EXCERPTED DATA section start

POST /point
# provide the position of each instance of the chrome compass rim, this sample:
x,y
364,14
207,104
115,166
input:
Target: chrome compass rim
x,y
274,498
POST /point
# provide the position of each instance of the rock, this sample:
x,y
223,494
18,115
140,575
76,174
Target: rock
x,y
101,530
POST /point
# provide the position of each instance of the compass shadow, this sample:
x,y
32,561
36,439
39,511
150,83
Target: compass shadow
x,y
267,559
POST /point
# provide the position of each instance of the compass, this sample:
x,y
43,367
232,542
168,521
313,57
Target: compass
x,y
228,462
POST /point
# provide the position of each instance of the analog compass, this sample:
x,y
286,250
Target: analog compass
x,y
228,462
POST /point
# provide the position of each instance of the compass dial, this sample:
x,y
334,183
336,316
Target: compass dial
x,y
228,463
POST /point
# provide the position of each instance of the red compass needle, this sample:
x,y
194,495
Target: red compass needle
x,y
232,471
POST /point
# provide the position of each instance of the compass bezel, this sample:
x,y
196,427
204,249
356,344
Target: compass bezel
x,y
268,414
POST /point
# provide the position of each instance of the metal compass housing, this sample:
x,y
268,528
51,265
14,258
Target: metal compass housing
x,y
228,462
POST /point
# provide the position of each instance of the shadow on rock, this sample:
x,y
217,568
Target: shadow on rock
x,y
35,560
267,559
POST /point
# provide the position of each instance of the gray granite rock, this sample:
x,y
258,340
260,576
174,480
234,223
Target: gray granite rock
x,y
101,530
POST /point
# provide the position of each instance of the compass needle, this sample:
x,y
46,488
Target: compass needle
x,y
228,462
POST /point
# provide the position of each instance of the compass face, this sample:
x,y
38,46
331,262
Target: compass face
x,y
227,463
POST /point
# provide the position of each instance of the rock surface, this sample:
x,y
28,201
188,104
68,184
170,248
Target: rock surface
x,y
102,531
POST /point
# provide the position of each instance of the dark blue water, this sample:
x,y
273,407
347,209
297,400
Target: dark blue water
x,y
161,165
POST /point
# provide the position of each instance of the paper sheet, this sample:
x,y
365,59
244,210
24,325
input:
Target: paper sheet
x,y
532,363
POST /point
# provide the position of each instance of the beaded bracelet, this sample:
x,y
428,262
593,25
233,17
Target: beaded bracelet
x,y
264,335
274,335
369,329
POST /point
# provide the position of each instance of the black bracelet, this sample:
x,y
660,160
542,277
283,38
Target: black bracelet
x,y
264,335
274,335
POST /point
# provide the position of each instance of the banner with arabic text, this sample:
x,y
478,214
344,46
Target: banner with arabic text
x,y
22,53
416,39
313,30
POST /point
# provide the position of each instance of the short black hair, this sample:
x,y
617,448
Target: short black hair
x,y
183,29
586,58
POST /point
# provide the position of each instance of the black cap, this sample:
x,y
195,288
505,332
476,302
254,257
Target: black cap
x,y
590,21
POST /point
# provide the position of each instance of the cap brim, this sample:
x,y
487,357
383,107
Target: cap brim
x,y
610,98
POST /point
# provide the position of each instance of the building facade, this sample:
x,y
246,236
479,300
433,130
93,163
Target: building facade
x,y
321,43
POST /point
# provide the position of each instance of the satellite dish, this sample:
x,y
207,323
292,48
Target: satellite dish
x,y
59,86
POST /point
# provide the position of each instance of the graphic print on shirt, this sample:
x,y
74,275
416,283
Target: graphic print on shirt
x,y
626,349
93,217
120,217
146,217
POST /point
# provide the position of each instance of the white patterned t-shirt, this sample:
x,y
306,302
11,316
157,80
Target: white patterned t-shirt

EXCERPTED DATA section end

### ABOUT THIS TASK
Search the records for the string "white", and copy every line that holds it.

### OUTPUT FOR THIS TASK
# provide the position of each instance of the white patterned t-shirt, this sample:
Target: white patterned t-shirt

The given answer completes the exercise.